15 foreign films have advanced in the Oscar race and Nigeria’s official entry failed to make the first shortlist in the International Feature Film category announced Tuesday.

“The Milkmaid” is a Hausa language-based thriller on insurgency, especially as it affects women and children in Sub-Saharan Africa.

Inspired by the image on Nigeria’s 10 Naira note, the film tells the story of a Fulani milkmaid who confronts extremists in a rural African community, in a quest to locate her missing sister, and how efforts to recapture her disrupted past proved complicated

The selected films will advance to the next round of voting in the international feature film category.

Films from 93 countries were eligible in the International Feature Film category, the most in Oscars history.

Two African films, “Night of the Kings” (Ivory Coast) and “The Man Who Sold His Skin” (Tunisia) did make the shortlist.]

The other 13 films that advanced to the next round of voting from the category are, Bosnia and Herzegovina, ‘Quo Vadis, Aida?’, Chile, ‘The Mole Agent’ Czech Republic, ‘Charlatan’, Denmark, ‘Another Round’, France, ‘Two of Us’ and Guatemala, ‘La Llorona’.

Others are Hong Kong, ‘Better Days’, Iran, ‘Sun Children’, Mexico, ‘I’m No Longer Here’, Norway, ‘Hope’ Romania, ‘Collective’, Russia, ‘Dear Comrades!’ and Taiwan, ‘A Sun’.

The Executive Committee for the International Feature Film (IFF) category of the Oscars had confirmed the eligibility of Nigeria’s official submission, “The Milkmaid”, among other contenders for the 93rd Academy Awards on January 30.

ALSO READ: Oscars confirms eligibility of Nigeria’s submission, ‘The Milkmaid’

The official acceptance of the film by the Academy is a first-time feat for Nigeria at the Oscars, having disqualified “Lionheart”, the country’s first submission in 2019 for not meeting the non-English dialogue criteria.

....

SHORT PROBLEM: Update the stretch from "The Executive Committee" through "on January 30." in the report on Nigeria's Oscar entry, writing "Steering Committee" in place of "Executive Committee".

....

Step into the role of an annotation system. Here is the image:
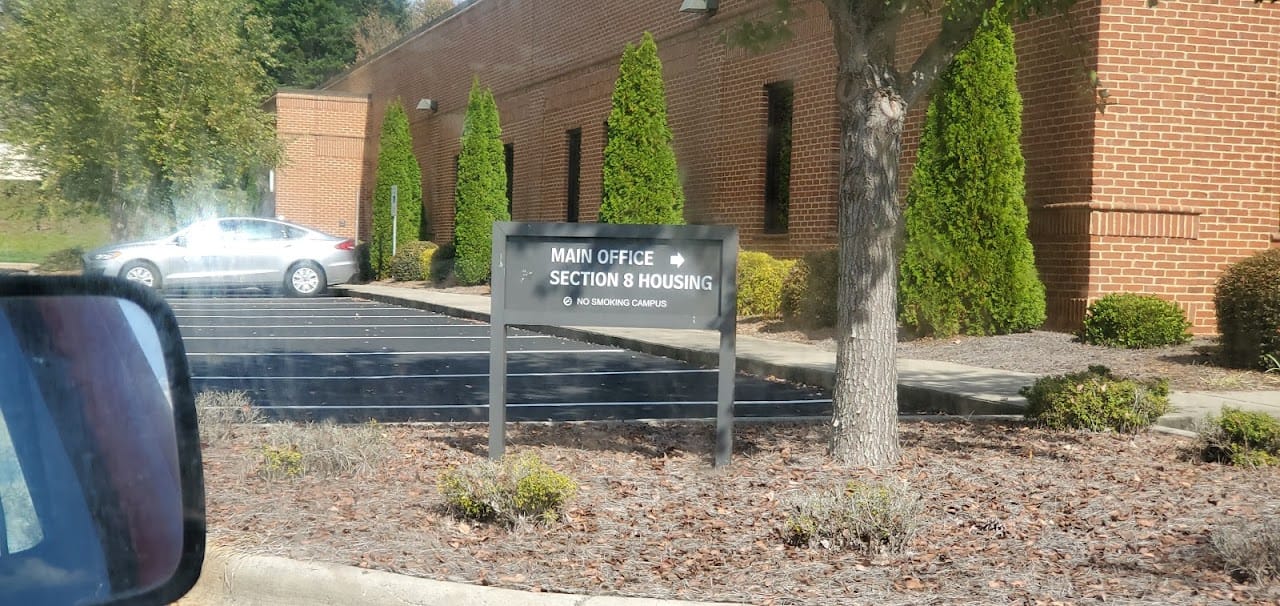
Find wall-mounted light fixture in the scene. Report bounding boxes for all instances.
[680,0,719,15]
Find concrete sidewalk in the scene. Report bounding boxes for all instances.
[335,284,1280,430]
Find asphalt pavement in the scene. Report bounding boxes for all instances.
[169,297,831,423]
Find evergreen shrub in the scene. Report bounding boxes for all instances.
[1078,292,1192,350]
[1020,366,1170,433]
[369,99,422,278]
[899,5,1046,337]
[1199,406,1280,468]
[453,78,511,284]
[1213,249,1280,368]
[600,32,685,225]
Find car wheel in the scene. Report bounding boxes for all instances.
[284,261,325,297]
[120,261,163,291]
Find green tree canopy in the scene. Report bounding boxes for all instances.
[252,0,408,88]
[726,0,1274,466]
[369,99,424,277]
[899,6,1044,337]
[453,78,511,284]
[600,32,685,225]
[0,0,279,237]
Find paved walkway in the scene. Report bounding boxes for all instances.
[340,284,1280,430]
[179,284,1280,606]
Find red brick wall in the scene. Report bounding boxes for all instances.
[293,0,1280,332]
[271,91,369,237]
[1089,0,1280,332]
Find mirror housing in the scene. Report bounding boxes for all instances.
[0,277,205,605]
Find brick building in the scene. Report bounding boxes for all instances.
[274,0,1280,332]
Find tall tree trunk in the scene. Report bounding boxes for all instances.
[829,3,906,468]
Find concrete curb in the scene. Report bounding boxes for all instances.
[178,547,732,606]
[333,286,1025,416]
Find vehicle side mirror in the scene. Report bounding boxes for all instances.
[0,277,205,605]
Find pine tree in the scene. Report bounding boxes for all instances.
[899,5,1044,336]
[600,32,685,224]
[369,99,424,277]
[453,78,511,284]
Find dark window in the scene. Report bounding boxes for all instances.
[502,143,516,218]
[564,128,582,223]
[764,82,795,233]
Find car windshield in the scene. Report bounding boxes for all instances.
[0,0,1280,605]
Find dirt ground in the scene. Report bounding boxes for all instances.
[205,422,1280,605]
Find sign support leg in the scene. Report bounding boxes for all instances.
[489,324,507,461]
[716,320,737,468]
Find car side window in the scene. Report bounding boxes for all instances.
[0,414,45,557]
[236,220,287,241]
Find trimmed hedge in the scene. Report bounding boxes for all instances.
[1076,292,1192,350]
[781,249,840,328]
[1019,366,1170,433]
[1213,249,1280,369]
[390,241,439,282]
[737,250,795,316]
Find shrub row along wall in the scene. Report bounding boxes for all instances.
[267,0,1280,332]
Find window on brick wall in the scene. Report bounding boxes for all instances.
[764,82,795,233]
[502,143,516,218]
[564,128,582,223]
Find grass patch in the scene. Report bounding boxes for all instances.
[0,182,111,263]
[259,422,396,479]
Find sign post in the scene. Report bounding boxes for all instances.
[383,186,399,256]
[489,222,737,466]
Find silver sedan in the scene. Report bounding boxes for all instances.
[84,218,357,297]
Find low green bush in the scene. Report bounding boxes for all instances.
[780,249,840,328]
[782,480,923,555]
[1210,518,1280,583]
[436,455,577,527]
[1199,406,1280,468]
[389,241,439,282]
[1076,292,1192,350]
[1213,249,1280,368]
[428,242,457,284]
[737,250,795,316]
[1020,366,1169,433]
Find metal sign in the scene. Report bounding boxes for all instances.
[489,222,737,465]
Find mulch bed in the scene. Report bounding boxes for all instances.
[205,422,1280,605]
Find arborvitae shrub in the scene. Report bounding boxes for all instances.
[1213,249,1280,368]
[1078,292,1192,350]
[369,99,422,278]
[600,32,685,225]
[899,6,1044,337]
[453,79,511,284]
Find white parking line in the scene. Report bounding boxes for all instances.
[177,314,440,320]
[178,324,489,329]
[187,350,630,357]
[253,398,831,410]
[182,334,545,341]
[192,368,719,381]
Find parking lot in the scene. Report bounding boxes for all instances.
[169,297,831,422]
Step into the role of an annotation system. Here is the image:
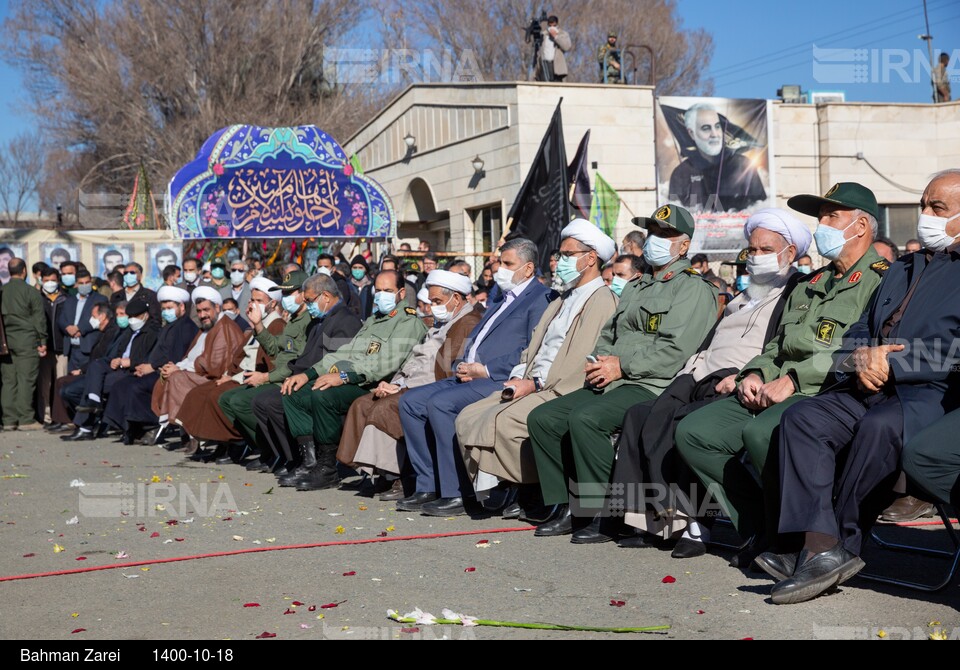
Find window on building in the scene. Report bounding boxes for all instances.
[467,205,503,254]
[880,205,920,250]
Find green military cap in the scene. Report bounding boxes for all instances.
[787,181,880,219]
[633,205,696,237]
[280,270,310,295]
[720,249,750,266]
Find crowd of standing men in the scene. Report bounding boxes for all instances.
[0,170,960,604]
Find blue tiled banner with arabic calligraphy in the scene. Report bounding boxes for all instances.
[166,126,395,239]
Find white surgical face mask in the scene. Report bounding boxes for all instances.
[493,265,518,293]
[917,214,960,251]
[747,249,786,285]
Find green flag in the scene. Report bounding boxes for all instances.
[590,172,620,236]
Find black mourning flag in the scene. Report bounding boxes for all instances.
[567,130,593,221]
[506,98,570,274]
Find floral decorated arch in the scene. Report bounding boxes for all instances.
[166,125,396,239]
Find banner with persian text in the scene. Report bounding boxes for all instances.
[166,126,396,239]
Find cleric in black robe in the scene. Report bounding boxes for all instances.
[103,286,198,431]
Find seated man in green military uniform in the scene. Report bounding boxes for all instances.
[676,183,889,567]
[527,205,717,537]
[281,270,427,491]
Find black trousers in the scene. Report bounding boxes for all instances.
[608,369,737,518]
[780,390,903,555]
[253,385,300,463]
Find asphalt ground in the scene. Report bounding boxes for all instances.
[0,432,960,641]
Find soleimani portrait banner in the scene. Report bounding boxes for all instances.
[656,97,776,254]
[166,126,395,239]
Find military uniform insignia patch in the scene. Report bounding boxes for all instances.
[816,318,839,347]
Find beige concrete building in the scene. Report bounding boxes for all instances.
[344,82,960,266]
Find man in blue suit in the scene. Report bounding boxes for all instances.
[397,238,556,516]
[56,270,107,372]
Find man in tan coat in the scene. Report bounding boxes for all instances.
[337,270,483,501]
[457,219,617,518]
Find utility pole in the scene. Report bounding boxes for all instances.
[920,0,940,103]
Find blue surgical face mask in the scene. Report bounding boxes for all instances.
[373,291,397,314]
[610,277,629,298]
[280,293,300,314]
[643,235,676,268]
[813,220,856,261]
[557,256,583,286]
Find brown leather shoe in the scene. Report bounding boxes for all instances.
[880,496,937,523]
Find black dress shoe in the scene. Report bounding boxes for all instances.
[770,542,865,605]
[397,493,437,512]
[420,498,467,516]
[753,551,800,582]
[60,428,97,442]
[533,505,574,537]
[617,529,658,549]
[670,537,707,558]
[380,479,405,502]
[570,514,623,544]
[500,502,523,519]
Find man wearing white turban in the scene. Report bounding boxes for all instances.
[456,219,618,521]
[592,209,811,558]
[337,270,483,501]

....

WRITTEN REPLY:
The Steering Committee for the International Feature Film (IFF) category of the Oscars had confirmed the eligibility of Nigeria’s official submission, “The Milkmaid”, among other contenders for the 93rd Academy Awards on January 30.